From 2016 to the present, we have been on the streets more than a dozen times against racism, against racial profiling, against harassment, racket, police violence and killings.

We have been in the streets more than a dozen times, thousands of times, chanting for justice and truth.

We have been in the streets more than a dozen times to say that black lives matter.

The state has been challenged with concrete demands.

And, we have raised our voices in memory and for the dignity of our dead !

And yet… and yet a year ago, the trial of Hervé Mandundu’s assassin took place. More than 4 years after he was killed, on March 23, 2021 this trial begin. The duration announced was of 3 days, but it lasted only 1 day and a half so that at the end the criminal court of the District Court of the Est Vaudois gave its verdict.

Hervé’s murderer was acquitted and compensated with 35’000 CHF by the State! The agents of the State kill and the State acquits!!!

▶ **Work request 1**
Answer these questions from the statement on Hervé Mandundu:
(a) Since what year have the authors been on the streets?
(b) On what date did the trial begin?
(c) What sum did the State pay the acquitted person as compensation?
▶ **Work request 2**
Decide whether each statement agrees with the statement on Hervé Mandundu. Answer yes or no and quote the words that settle it.
(a) The trial lasted the full three days announced.
(b) The trial began more than four years after Hervé Mandundu was killed.
(c) The State was challenged with concrete demands.

(Referring expression data)
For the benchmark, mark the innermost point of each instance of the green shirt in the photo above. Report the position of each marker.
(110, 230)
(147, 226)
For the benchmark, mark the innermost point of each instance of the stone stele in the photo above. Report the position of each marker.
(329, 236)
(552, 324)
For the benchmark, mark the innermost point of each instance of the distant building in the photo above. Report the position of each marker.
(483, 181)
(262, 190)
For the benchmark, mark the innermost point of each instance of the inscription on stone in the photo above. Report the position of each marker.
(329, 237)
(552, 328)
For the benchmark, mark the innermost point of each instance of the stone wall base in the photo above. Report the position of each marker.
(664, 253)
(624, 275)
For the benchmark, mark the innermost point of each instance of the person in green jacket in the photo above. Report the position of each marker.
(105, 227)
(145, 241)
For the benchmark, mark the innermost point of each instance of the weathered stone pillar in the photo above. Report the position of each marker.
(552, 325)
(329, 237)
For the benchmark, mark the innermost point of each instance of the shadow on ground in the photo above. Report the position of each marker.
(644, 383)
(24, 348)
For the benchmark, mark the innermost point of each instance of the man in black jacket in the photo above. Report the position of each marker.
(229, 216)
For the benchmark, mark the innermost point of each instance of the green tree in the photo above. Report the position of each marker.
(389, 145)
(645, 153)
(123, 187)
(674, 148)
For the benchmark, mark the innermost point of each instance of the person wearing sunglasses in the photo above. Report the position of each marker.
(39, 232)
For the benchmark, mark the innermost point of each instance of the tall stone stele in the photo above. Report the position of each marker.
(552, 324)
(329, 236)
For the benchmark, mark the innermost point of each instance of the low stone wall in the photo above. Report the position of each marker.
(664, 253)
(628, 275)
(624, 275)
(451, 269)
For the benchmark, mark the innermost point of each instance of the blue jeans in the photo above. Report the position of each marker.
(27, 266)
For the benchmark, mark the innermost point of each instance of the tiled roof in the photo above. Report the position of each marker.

▶ **Written reply 1**
(a) 2016
(b) March 23, 2021
(c) 35’000 CHF

▶ **Written reply 2**
(a) No: "The duration announced was of 3 days, but it lasted only 1 day and a half"
(b) Yes: "More than 4 years after he was killed, on March 23, 2021 this trial begin."
(c) Yes: "The state has been challenged with concrete demands."